[begin Data to process]

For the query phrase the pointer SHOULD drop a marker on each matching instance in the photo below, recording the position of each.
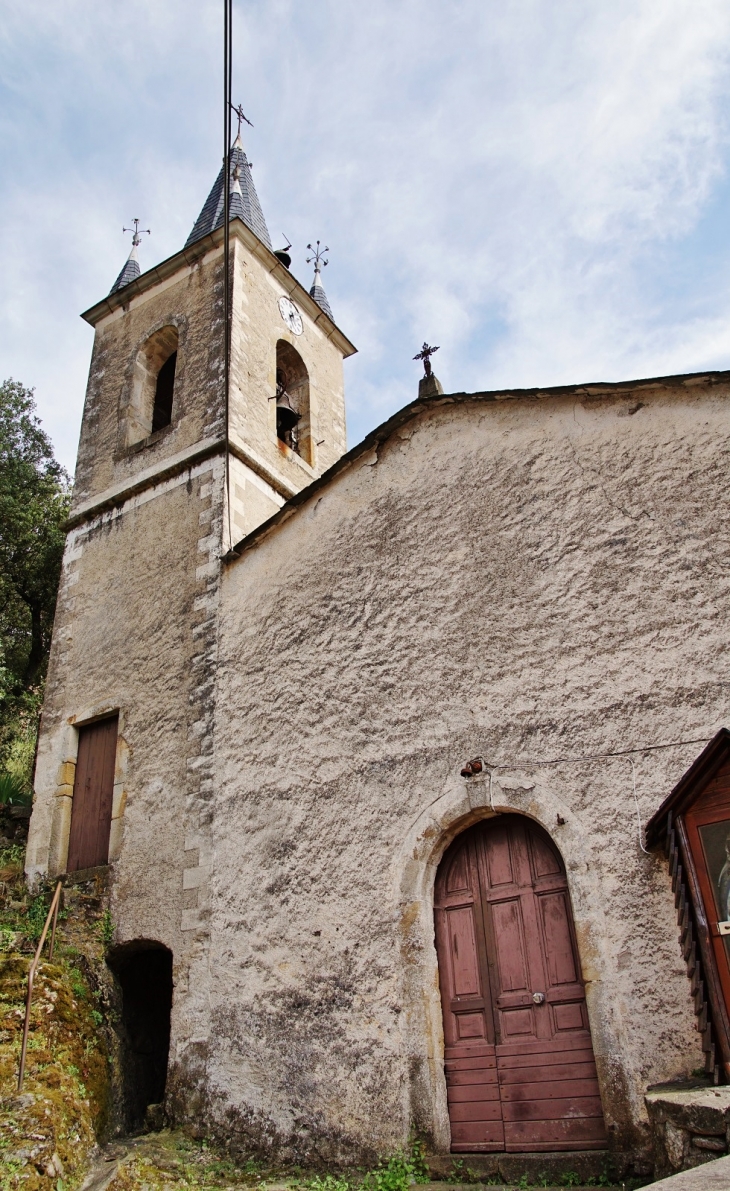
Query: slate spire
(243, 200)
(317, 291)
(131, 268)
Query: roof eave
(194, 251)
(688, 787)
(596, 391)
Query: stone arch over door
(518, 1055)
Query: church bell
(286, 415)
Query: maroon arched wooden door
(521, 1073)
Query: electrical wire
(641, 830)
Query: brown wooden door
(93, 791)
(521, 1073)
(707, 827)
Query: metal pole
(228, 72)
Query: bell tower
(170, 474)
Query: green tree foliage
(33, 505)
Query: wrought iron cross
(317, 256)
(136, 232)
(425, 355)
(241, 116)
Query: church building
(367, 742)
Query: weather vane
(425, 355)
(317, 256)
(241, 116)
(136, 232)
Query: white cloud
(524, 184)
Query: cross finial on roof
(317, 291)
(425, 355)
(137, 232)
(317, 256)
(241, 117)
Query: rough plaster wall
(192, 301)
(256, 328)
(526, 580)
(136, 629)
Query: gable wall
(524, 580)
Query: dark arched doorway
(519, 1065)
(144, 972)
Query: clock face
(291, 316)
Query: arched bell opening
(293, 423)
(518, 1055)
(150, 406)
(144, 973)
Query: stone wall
(690, 1127)
(534, 579)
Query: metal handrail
(31, 974)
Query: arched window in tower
(293, 424)
(150, 407)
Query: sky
(541, 188)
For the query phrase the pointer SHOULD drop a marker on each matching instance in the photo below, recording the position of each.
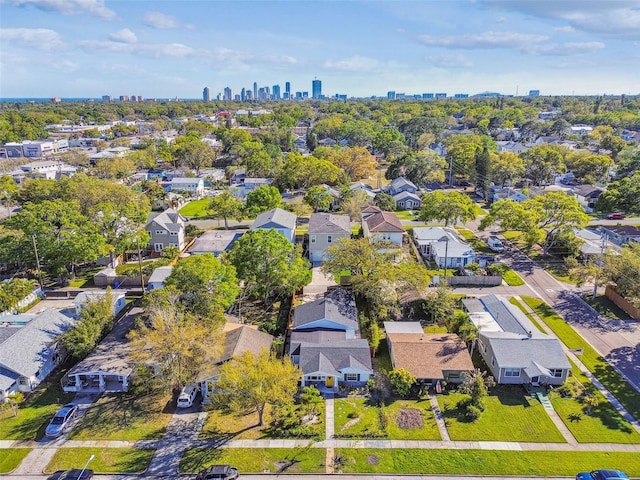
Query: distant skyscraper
(316, 89)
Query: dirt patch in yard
(410, 419)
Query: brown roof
(384, 222)
(428, 355)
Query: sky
(168, 48)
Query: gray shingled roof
(337, 305)
(30, 347)
(275, 218)
(329, 223)
(513, 350)
(170, 220)
(331, 357)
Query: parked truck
(495, 244)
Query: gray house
(278, 219)
(166, 229)
(335, 311)
(29, 350)
(324, 230)
(513, 348)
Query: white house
(278, 219)
(444, 246)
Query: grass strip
(106, 460)
(10, 458)
(256, 460)
(595, 363)
(484, 462)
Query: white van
(187, 396)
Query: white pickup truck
(495, 244)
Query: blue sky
(166, 48)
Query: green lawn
(125, 417)
(356, 418)
(484, 462)
(395, 409)
(512, 278)
(256, 460)
(106, 460)
(596, 364)
(10, 458)
(195, 208)
(510, 416)
(34, 414)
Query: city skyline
(170, 49)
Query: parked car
(61, 421)
(601, 475)
(73, 474)
(218, 472)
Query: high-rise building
(316, 89)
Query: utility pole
(35, 249)
(600, 264)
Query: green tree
(547, 217)
(179, 345)
(450, 207)
(226, 206)
(269, 264)
(206, 285)
(402, 381)
(263, 199)
(318, 198)
(250, 383)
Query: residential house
(278, 219)
(335, 364)
(215, 242)
(166, 229)
(29, 349)
(429, 357)
(407, 201)
(587, 196)
(621, 234)
(444, 246)
(324, 230)
(513, 348)
(383, 227)
(401, 184)
(118, 299)
(108, 368)
(238, 339)
(336, 310)
(193, 186)
(158, 277)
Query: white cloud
(566, 49)
(162, 22)
(39, 38)
(353, 64)
(487, 40)
(94, 8)
(125, 36)
(450, 61)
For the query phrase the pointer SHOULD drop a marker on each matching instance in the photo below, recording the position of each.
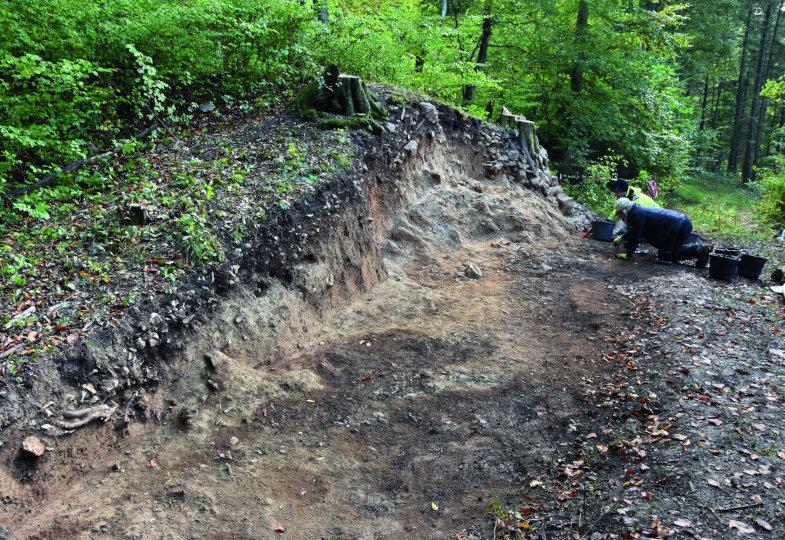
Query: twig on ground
(104, 412)
(742, 507)
(74, 166)
(124, 418)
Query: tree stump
(343, 94)
(526, 137)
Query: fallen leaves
(742, 527)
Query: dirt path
(432, 389)
(445, 343)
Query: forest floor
(508, 377)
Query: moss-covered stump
(339, 93)
(526, 137)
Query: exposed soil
(445, 339)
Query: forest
(639, 89)
(229, 316)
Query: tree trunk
(735, 142)
(764, 101)
(482, 55)
(581, 27)
(703, 102)
(749, 152)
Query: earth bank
(409, 343)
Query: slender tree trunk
(716, 104)
(764, 101)
(735, 141)
(581, 27)
(482, 54)
(704, 102)
(749, 152)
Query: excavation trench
(408, 352)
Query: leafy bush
(74, 76)
(47, 111)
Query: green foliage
(75, 76)
(721, 208)
(592, 191)
(47, 110)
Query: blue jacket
(662, 228)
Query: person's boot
(703, 255)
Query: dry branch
(104, 412)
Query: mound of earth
(412, 342)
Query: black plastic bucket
(729, 252)
(602, 230)
(751, 266)
(692, 238)
(722, 267)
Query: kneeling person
(667, 230)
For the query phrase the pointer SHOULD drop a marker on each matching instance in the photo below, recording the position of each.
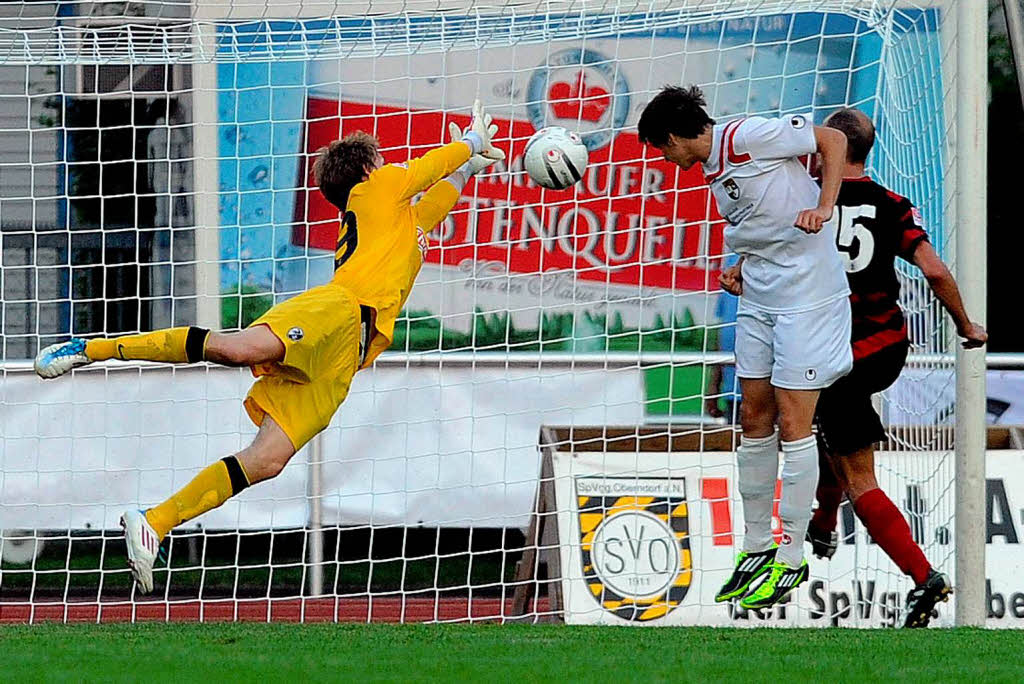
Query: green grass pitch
(259, 652)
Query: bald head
(858, 129)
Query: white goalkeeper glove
(479, 133)
(476, 163)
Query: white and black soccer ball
(555, 158)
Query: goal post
(157, 162)
(971, 268)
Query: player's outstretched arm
(423, 172)
(944, 286)
(832, 146)
(441, 198)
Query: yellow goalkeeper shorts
(321, 332)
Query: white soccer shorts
(805, 350)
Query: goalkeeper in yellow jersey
(304, 351)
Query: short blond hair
(343, 164)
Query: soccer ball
(555, 158)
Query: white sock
(757, 463)
(800, 478)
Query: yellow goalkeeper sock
(183, 345)
(211, 487)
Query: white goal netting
(155, 160)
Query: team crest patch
(635, 544)
(421, 240)
(915, 215)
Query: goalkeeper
(304, 351)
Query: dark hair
(343, 164)
(676, 111)
(859, 132)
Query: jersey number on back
(348, 239)
(855, 242)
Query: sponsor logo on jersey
(580, 90)
(635, 544)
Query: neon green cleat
(780, 581)
(750, 566)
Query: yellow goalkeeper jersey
(382, 239)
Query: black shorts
(847, 421)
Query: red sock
(888, 527)
(829, 496)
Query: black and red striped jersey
(873, 226)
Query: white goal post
(158, 151)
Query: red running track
(388, 609)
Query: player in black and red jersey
(875, 226)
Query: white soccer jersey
(761, 186)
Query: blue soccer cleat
(58, 358)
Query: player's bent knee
(757, 421)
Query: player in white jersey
(793, 326)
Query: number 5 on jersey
(855, 242)
(348, 239)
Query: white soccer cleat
(58, 358)
(143, 547)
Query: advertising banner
(648, 539)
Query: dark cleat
(823, 544)
(922, 599)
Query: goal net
(156, 161)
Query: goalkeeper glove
(478, 135)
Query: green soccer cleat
(780, 581)
(750, 566)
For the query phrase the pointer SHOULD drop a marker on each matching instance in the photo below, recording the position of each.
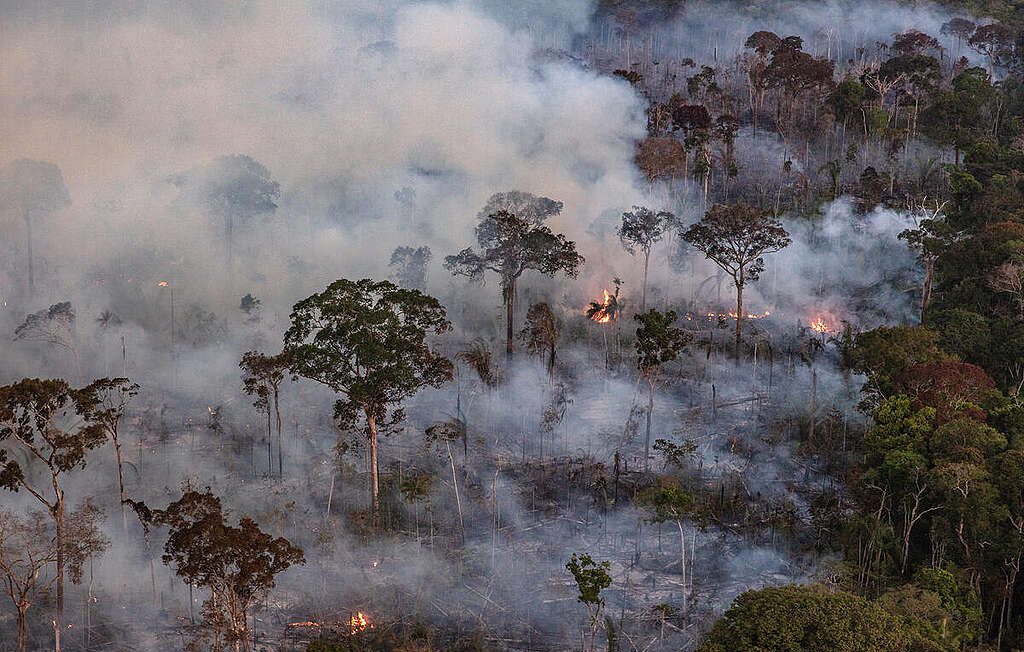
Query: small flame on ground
(819, 326)
(731, 314)
(358, 622)
(603, 315)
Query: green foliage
(667, 502)
(368, 341)
(591, 578)
(657, 341)
(885, 352)
(807, 618)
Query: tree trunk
(650, 409)
(739, 313)
(682, 561)
(643, 291)
(28, 230)
(58, 614)
(926, 292)
(281, 450)
(455, 484)
(20, 626)
(374, 474)
(121, 478)
(509, 315)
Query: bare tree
(641, 229)
(43, 419)
(736, 237)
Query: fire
(358, 622)
(602, 311)
(823, 323)
(731, 314)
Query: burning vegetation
(228, 417)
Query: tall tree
(28, 548)
(736, 238)
(231, 187)
(105, 400)
(44, 420)
(55, 327)
(591, 578)
(641, 229)
(932, 236)
(261, 379)
(411, 266)
(669, 503)
(541, 333)
(512, 240)
(657, 343)
(34, 189)
(237, 564)
(367, 341)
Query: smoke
(346, 103)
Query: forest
(470, 326)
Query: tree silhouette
(641, 229)
(237, 564)
(33, 418)
(33, 188)
(657, 342)
(513, 240)
(367, 341)
(736, 237)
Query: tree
(28, 548)
(33, 188)
(669, 503)
(33, 418)
(642, 228)
(657, 343)
(513, 240)
(411, 266)
(104, 401)
(261, 378)
(231, 187)
(237, 564)
(591, 578)
(736, 237)
(541, 333)
(367, 341)
(930, 240)
(806, 618)
(55, 327)
(883, 353)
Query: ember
(605, 310)
(358, 622)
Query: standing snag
(736, 237)
(512, 240)
(367, 341)
(237, 564)
(657, 342)
(34, 420)
(641, 229)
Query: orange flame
(604, 314)
(358, 622)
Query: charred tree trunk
(650, 409)
(509, 292)
(32, 268)
(58, 527)
(374, 474)
(739, 312)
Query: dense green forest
(626, 326)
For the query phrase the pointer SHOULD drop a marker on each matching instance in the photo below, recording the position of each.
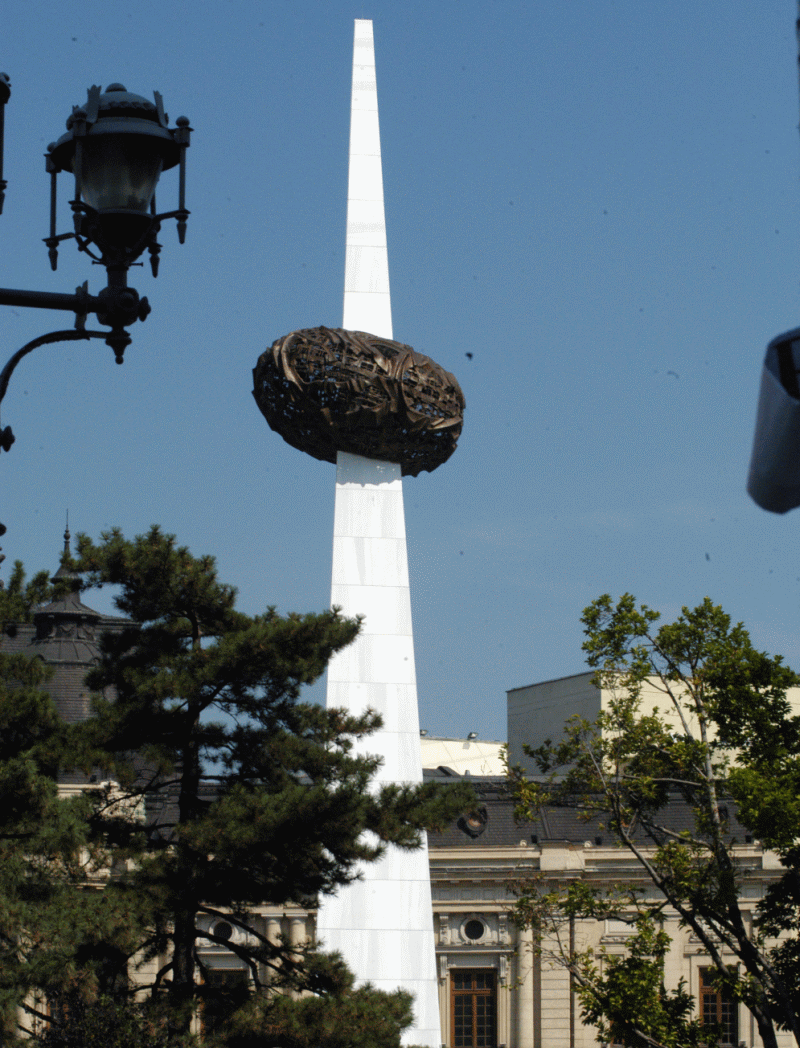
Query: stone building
(493, 990)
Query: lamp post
(116, 147)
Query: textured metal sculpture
(325, 390)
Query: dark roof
(65, 635)
(492, 823)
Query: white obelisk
(383, 924)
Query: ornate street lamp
(115, 147)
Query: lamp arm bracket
(69, 335)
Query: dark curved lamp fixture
(115, 147)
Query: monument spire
(383, 924)
(380, 411)
(367, 305)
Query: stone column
(524, 989)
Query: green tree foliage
(225, 792)
(721, 735)
(20, 595)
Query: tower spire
(367, 304)
(383, 923)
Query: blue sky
(598, 200)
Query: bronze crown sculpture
(325, 390)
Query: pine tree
(228, 792)
(722, 738)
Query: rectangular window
(473, 1007)
(715, 1007)
(229, 989)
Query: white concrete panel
(395, 703)
(366, 181)
(383, 925)
(369, 562)
(365, 135)
(366, 270)
(375, 659)
(368, 512)
(365, 223)
(367, 304)
(385, 609)
(379, 898)
(354, 472)
(364, 311)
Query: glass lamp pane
(120, 171)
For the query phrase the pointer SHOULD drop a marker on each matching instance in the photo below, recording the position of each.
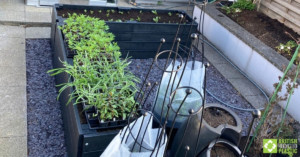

[end Data to process]

-- Given task --
Recast everything from the line containing "Query: monument spire" down to the end of the records as a numbered list, leaving out blank lines and pictures.

-- Correct output --
1. Query: monument spire
2. (383, 924)
3. (380, 411)
4. (367, 305)
5. Query: stone column
6. (524, 989)
7. Query: green tree foliage
8. (225, 792)
9. (721, 735)
10. (20, 595)
11. Query: tower spire
12. (367, 304)
13. (383, 923)
14. Query: blue sky
15. (598, 200)
16. Query: bronze crown sculpture
17. (325, 390)
18. Query: pine tree
19. (228, 792)
20. (722, 738)
21. Query: rectangular window
22. (473, 1007)
23. (715, 1007)
24. (229, 989)
25. Query: white concrete panel
26. (395, 703)
27. (366, 181)
28. (383, 925)
29. (369, 562)
30. (365, 135)
31. (366, 270)
32. (375, 659)
33. (368, 512)
34. (365, 223)
35. (367, 304)
36. (385, 609)
37. (379, 898)
38. (354, 472)
39. (364, 311)
40. Query: glass lamp pane
41. (120, 171)
42. For the query phrase the pointer SHOULD drop a marker on each matching instance in the photo below, recording the position of each.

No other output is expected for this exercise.